--- Aim of the exercise ---
Edit the entries from the line containing "of the spiral" through the end of the entries by replacing "innermost point" with "center point" and leaving everything else unchanged, then return only those lines.

Some entries:
________

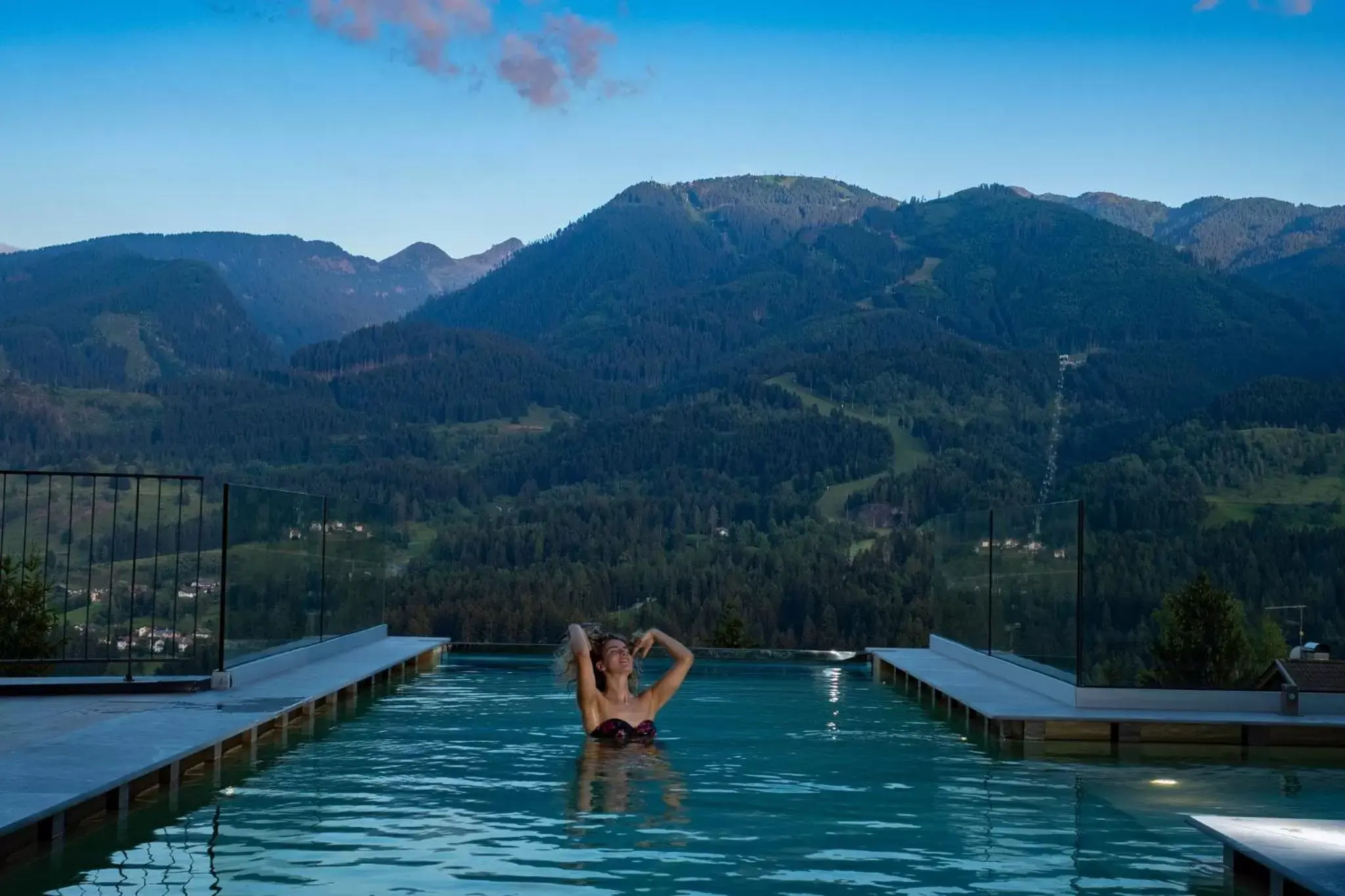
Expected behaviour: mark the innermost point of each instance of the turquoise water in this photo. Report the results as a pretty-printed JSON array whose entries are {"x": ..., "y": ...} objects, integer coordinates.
[{"x": 767, "y": 779}]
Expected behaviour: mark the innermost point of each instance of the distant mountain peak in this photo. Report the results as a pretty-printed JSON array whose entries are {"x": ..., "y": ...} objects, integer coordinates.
[{"x": 420, "y": 255}]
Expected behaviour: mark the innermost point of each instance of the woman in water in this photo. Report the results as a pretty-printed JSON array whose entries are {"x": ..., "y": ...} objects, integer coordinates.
[{"x": 604, "y": 672}]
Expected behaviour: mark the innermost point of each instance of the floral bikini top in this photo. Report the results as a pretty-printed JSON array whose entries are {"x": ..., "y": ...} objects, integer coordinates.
[{"x": 622, "y": 730}]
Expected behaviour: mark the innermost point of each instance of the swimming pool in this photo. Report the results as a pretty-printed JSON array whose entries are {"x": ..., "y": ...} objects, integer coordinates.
[{"x": 767, "y": 779}]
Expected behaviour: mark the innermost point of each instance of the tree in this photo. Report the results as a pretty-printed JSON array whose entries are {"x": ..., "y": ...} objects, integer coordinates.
[
  {"x": 26, "y": 624},
  {"x": 1201, "y": 639},
  {"x": 731, "y": 630}
]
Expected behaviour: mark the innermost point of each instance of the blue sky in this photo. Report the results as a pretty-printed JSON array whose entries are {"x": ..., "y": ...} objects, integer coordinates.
[{"x": 245, "y": 114}]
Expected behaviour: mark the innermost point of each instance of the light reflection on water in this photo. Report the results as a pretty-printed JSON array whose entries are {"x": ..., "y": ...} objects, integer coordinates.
[{"x": 766, "y": 779}]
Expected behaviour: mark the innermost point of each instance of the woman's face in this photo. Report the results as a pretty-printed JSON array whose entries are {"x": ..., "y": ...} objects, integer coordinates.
[{"x": 617, "y": 657}]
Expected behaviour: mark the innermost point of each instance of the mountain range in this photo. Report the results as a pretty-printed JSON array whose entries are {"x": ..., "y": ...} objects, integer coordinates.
[
  {"x": 734, "y": 395},
  {"x": 300, "y": 292},
  {"x": 1298, "y": 250}
]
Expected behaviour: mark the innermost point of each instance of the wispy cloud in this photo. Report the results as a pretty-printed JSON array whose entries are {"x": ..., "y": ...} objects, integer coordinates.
[
  {"x": 1287, "y": 7},
  {"x": 542, "y": 66}
]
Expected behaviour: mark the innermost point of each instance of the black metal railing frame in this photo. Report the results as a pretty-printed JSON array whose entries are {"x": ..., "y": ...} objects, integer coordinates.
[{"x": 74, "y": 480}]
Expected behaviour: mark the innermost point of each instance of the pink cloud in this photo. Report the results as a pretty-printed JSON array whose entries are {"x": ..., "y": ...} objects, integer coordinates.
[
  {"x": 531, "y": 73},
  {"x": 541, "y": 68},
  {"x": 581, "y": 43},
  {"x": 1287, "y": 7},
  {"x": 426, "y": 24}
]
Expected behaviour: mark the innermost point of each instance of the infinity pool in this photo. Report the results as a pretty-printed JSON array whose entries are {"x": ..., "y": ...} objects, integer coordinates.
[{"x": 766, "y": 779}]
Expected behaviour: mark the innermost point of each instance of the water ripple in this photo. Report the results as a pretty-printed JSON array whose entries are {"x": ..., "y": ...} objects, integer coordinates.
[{"x": 771, "y": 779}]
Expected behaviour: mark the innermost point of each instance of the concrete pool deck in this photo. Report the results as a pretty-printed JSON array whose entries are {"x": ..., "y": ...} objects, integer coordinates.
[
  {"x": 1286, "y": 855},
  {"x": 1013, "y": 703},
  {"x": 65, "y": 759}
]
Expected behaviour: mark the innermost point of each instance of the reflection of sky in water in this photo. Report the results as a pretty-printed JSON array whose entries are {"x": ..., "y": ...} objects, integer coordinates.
[{"x": 766, "y": 779}]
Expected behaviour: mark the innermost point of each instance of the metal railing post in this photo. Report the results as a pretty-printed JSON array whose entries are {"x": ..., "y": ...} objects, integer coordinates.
[
  {"x": 322, "y": 587},
  {"x": 135, "y": 559},
  {"x": 990, "y": 590},
  {"x": 223, "y": 578},
  {"x": 1079, "y": 602}
]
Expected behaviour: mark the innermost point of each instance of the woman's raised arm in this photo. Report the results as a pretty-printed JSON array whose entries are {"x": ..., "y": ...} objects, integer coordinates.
[
  {"x": 673, "y": 679},
  {"x": 585, "y": 685}
]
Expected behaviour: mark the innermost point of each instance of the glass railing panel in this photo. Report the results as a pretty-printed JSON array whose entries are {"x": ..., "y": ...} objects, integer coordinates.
[
  {"x": 1034, "y": 606},
  {"x": 361, "y": 539},
  {"x": 275, "y": 572},
  {"x": 961, "y": 599}
]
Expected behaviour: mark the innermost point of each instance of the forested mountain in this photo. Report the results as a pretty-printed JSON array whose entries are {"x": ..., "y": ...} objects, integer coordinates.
[
  {"x": 653, "y": 288},
  {"x": 1232, "y": 234},
  {"x": 447, "y": 274},
  {"x": 752, "y": 395},
  {"x": 106, "y": 319},
  {"x": 1297, "y": 250},
  {"x": 300, "y": 292}
]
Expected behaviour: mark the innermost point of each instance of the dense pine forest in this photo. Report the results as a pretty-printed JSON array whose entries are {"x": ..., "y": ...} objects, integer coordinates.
[{"x": 739, "y": 406}]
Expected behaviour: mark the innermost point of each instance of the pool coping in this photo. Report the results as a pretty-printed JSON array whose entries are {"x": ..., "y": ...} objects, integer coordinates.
[{"x": 139, "y": 743}]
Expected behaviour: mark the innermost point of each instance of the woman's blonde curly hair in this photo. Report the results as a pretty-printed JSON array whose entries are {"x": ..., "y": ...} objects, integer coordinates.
[{"x": 567, "y": 668}]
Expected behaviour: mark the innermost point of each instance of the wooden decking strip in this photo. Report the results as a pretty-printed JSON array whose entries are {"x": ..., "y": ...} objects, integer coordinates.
[
  {"x": 72, "y": 774},
  {"x": 1011, "y": 712},
  {"x": 1281, "y": 856}
]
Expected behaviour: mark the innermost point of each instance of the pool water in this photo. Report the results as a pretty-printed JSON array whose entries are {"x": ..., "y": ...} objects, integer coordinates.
[{"x": 764, "y": 779}]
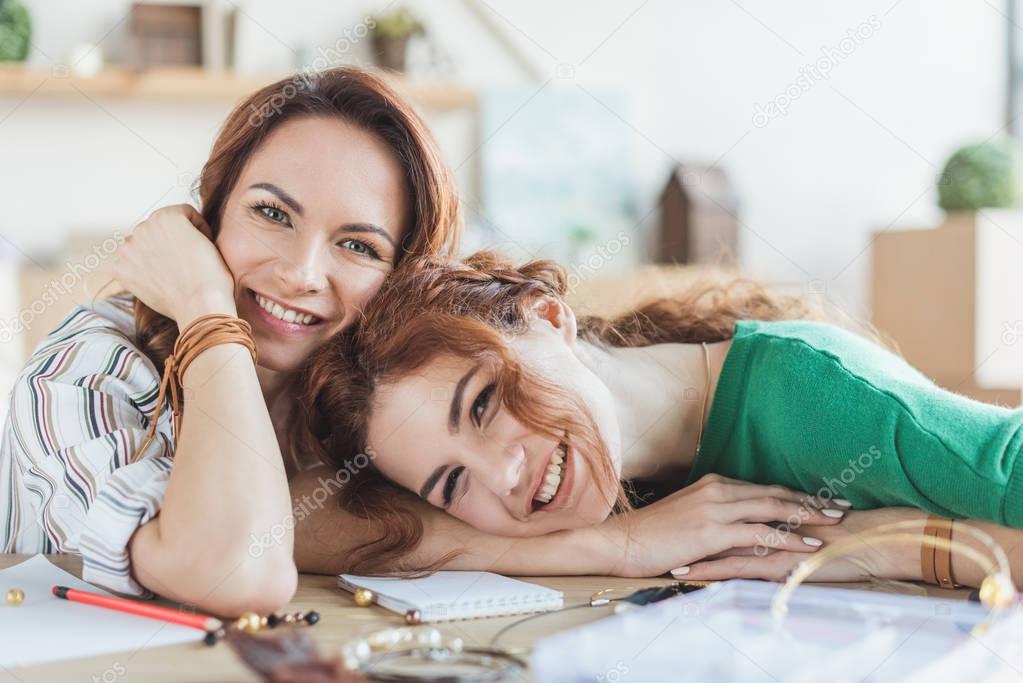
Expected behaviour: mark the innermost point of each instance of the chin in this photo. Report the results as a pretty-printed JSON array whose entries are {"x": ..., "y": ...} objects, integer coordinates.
[{"x": 279, "y": 360}]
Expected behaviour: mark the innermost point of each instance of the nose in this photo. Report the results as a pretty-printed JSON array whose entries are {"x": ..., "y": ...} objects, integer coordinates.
[
  {"x": 300, "y": 271},
  {"x": 499, "y": 471}
]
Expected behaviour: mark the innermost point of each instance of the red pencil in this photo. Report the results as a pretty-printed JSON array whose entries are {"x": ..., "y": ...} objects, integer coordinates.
[{"x": 136, "y": 607}]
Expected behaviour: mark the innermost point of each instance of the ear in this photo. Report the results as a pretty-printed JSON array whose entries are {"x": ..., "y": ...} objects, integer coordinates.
[{"x": 559, "y": 315}]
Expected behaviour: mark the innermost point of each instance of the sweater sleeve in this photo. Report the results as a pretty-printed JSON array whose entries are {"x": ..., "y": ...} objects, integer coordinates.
[
  {"x": 829, "y": 412},
  {"x": 79, "y": 413}
]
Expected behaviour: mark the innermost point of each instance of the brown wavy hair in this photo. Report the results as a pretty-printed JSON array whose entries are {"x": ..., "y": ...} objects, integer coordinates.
[
  {"x": 357, "y": 97},
  {"x": 469, "y": 309}
]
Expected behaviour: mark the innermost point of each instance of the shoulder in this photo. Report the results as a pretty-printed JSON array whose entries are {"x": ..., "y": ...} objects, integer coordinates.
[
  {"x": 93, "y": 348},
  {"x": 817, "y": 346}
]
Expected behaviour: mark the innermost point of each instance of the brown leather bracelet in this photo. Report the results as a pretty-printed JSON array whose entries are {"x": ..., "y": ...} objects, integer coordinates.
[
  {"x": 927, "y": 554},
  {"x": 936, "y": 559},
  {"x": 206, "y": 331}
]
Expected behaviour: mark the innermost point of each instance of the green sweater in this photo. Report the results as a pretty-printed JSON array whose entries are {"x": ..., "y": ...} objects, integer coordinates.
[{"x": 816, "y": 408}]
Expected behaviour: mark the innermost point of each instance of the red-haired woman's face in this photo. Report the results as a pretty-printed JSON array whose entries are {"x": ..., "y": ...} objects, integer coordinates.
[
  {"x": 442, "y": 434},
  {"x": 310, "y": 231}
]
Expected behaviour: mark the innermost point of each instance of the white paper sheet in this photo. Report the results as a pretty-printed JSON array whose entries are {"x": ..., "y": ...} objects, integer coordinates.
[{"x": 45, "y": 628}]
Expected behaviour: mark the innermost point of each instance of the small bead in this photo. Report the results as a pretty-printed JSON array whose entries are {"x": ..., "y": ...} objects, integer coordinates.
[
  {"x": 364, "y": 597},
  {"x": 15, "y": 596},
  {"x": 249, "y": 622}
]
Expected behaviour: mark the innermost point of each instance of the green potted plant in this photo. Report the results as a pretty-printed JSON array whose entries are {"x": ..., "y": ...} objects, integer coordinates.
[
  {"x": 391, "y": 33},
  {"x": 15, "y": 31},
  {"x": 984, "y": 175}
]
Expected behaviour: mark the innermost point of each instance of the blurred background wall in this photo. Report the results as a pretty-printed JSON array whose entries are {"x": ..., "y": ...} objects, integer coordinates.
[{"x": 831, "y": 121}]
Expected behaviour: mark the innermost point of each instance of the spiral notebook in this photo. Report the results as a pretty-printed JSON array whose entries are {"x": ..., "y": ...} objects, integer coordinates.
[{"x": 446, "y": 596}]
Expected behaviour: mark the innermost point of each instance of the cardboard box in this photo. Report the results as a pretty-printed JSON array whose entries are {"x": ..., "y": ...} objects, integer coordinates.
[{"x": 951, "y": 298}]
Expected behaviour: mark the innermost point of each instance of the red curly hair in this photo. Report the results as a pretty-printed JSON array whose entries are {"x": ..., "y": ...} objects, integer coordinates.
[{"x": 468, "y": 309}]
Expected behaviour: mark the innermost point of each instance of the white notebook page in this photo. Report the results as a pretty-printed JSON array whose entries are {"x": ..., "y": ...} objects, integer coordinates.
[{"x": 450, "y": 595}]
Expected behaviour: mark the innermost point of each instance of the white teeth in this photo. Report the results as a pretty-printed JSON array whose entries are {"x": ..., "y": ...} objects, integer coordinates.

________

--- Response to the exercise ---
Expected behaviour: mark the center point of each instance of the spiral notebook in this photo. Report the results as a pretty-printed JSON array whose entries are {"x": ..., "y": ...} objects, integer coordinates.
[{"x": 446, "y": 596}]
Expected behaviour: mark the center point of each instance of the cardboard box in this photo. Report the results as a pretty-printed JSON array whose entries are {"x": ..., "y": ...} objects, integer coordinates.
[{"x": 951, "y": 298}]
Expected behaviour: mark the center point of each instance of the red curly hair in this photo. Report the results as a pretty-printed JSON array whose entries are {"x": ..., "y": ...} objects, integer coordinates.
[{"x": 468, "y": 309}]
Expected behaviour: mark the center point of each instance of the white notebook page in this photo. Report the results as a pretty-printed JSON array whose entries are {"x": ..., "y": ...} objects, integer coordinates.
[{"x": 450, "y": 595}]
Expected behaviour: mark the center point of each instance of the white teeth in this photo. Report the results as a pretty-printed JSON array whose entries are {"x": ..., "y": ...} objects, integer coordinates.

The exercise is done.